* _O QUE SE PEDE_:
a) Liste todas as cúpulas que, segundo o artigo sobre as cúpulas latino-americanas, acontecem de forma concomitante na Bahia.
b) Prossiga o artigo sobre as cúpulas latino-americanas a partir da última frase apresentada.
━━ TRECHO DA PÁGINA
Cúpulas latino-americanas demais

Por Alfredo Valladão

Reportagem publicada em 17/12/2008 Última atualização 17/12/2008 14:56 TU

Dirigentes dos países da América Latina e Caribe que participam das quatro cúpulas em Costa do Sauípe. Foto: Reuters

Dirigentes dos países da América Latina e Caribe que participam das quatro cúpulas em Costa do Sauípe.
Foto: Reuters

A retórica é um dos grandes instrumentos de qualquer política externa. Proclamar objetivos é uma maneira de se posicionar e abrir caminhos para novas instituições e novas ações no campo internacional. Sem retórica, sem a coragem de marcar abertamente uma vontade política, não há meio de criar novas realidades.

Mas é claro que tudo isto tem limites. Um discurso que está longe demais da realidade, só faz revelar a atitude daqueles que clamam que « desta vez vamos » mas ficam sempre no mesmo lugar. Como dizia o nosso grande « Poetinha » : o homem que diz « vou » não vai…

É justamente na Bahia – terra de Caymmi e João Gilberto, e que Vinícius amava – que vamos celebrar um dos maiores eventos retóricos da região : as cúpulas concomitantes do Mercosul, da Unasul, do Grupo do Rio e da América Latina e Caribe. Quem olha de fora só pode pensar que é só no continente do realismo mágico que um tamanho acúmulo de reuniões de chefes de Estado é possível. A idéia é mostrar que os Latinos agora são gente grande e que podem conversar sem a presença do Tio Sam ou da Tia Europa.

Claro, este objetivo não é desprezível. Estava na hora destes velhos Estados nacionais, criados na primeira metade do século XIX, há quase duzentos anos, tomarem suas responsabilidades no mundo sem se esconderem nas saias das grandes potências. Mas o problema é saber se sim ou não estão dispostos a isso ou se é mais um jeitinho de ficar em cima do muro.

A multiplicação de reuniões de cúpula parece mais com aquelas tradicionais caixinhas russas em forma de boneca. Você abre a boneca e, dentro tem outra boneca, e dentro dessa outra mais outra, e assim por diante. No final, você terá várias bonecas, mas todas vazias. O Mercosul está num estado catatônico, paralisado pelas opções políticas e econômicas divergentes do Brasil e da Argentina, com o Uruguai e o Paraguai perdendo a paciência.
━━━━
━━ REGISTROS EXTRAÍDOS
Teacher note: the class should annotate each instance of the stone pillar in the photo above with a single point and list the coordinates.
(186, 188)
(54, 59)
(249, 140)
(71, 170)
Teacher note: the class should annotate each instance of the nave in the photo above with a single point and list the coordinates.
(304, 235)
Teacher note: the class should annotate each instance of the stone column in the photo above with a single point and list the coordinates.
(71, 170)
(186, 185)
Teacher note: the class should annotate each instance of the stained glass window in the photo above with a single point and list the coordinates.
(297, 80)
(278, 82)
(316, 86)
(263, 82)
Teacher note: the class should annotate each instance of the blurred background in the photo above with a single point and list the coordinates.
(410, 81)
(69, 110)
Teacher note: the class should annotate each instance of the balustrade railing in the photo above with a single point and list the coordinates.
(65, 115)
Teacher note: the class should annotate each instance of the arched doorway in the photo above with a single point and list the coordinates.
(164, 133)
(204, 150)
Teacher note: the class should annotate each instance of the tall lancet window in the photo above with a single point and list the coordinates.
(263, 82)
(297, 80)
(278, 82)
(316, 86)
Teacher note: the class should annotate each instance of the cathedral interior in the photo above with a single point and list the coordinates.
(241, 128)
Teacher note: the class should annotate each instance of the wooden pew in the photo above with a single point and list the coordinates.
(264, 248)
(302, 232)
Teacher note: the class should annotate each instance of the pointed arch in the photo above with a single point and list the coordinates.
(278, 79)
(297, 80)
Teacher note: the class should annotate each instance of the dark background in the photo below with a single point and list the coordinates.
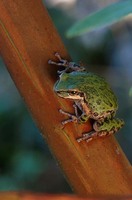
━━━━
* _RESPOSTAS AOS PROBLEMAS_:
a)
- Mercosul
- Unasul
- Grupo do Rio
- América Latina e Caribe

b)
Mas em vez de tentar ressuscitar o processo para valer, cria-se novas bonecas como o Instituto Social do Mercosul (e todo mundo sabe que estamos longe, mas muito longe, de ter uma harmonização das políticas sociais no bloco). Ou então, coloca-se a boneca Mercosul, dentro da boneca Unasul. Mas passar do Prata para toda a América do Sul só faz multiplicar os problemas. É óbvio que Venezuela, Equador ou Bolívia têm concepções radicalmente diferentes das do Brasil, do Peru, da Colômbia, do Uruguai ou do Chile, quanto ao que deveria ser a integração regional. O bolivarianismo e o « socialismo do século XXI » não têm nada a ver com o capitalismo social e a abertura de mercados dos outros sul-americanos. Mas não há de ser nada. Basta por tudo isto numa nova boneca maior ainda : a Cúpula da América Latina e Caribe (CALC). Pensar que vai ser mais fácil e eficiente discutir e encontrar políticas comuns para enfrentar o vendaval da crise econômica mundial agregando a presença do México, dos centro-americanos e dos caribenhos é acreditar em milagre natalício.

A verdade é que toda esta construção barroca é sobretudo resultado da retórica política do Brasil. É Brasília que sustenta e promove estas diversas instituições para aparecer como o líder da integração regional frente aos norte-americanos. O problema é que o Brasil se transformou num enorme elefante econômico e político na região. Qualquer movimento que ele faça, para o bem ou para o mal, incomoda os vizinhos, bem mais fracos. Todos esperam uma liderança brasileira, mas todos também têm medo de um novo « imperialismo » brasileiro.

Queira ou não, o Brasil vai ter que se habituar a ser maltratado e xingado pelos vizinhos que, ao mesmo tempo, vão pedir concessões políticas e acesso ao mercado interno brasileiro. Benvindo ao clube dos Grandes ! Só que Grande mesmo sabe que tem que pagar um preço, tanto politico quanto econômico, para ser aceito como líder ou até como um simples protagonista incontornável. Não adianta ficar criando novas siglas e reuniões de cúpula se não se consegue rechear as bonecas com coisas sérias e concretas que possam servir os interesses de todos.

Enquanto isto não acontece, os latino-americanos continuarão buscando o futuro com os Estados Unidos, a Europa ou a Rússia ou o Irã, dependendo do matiz ideológico de cada um. A retórica na diplomacia é só um primeiro passo que ninguém leva a sério se ficar só nisso.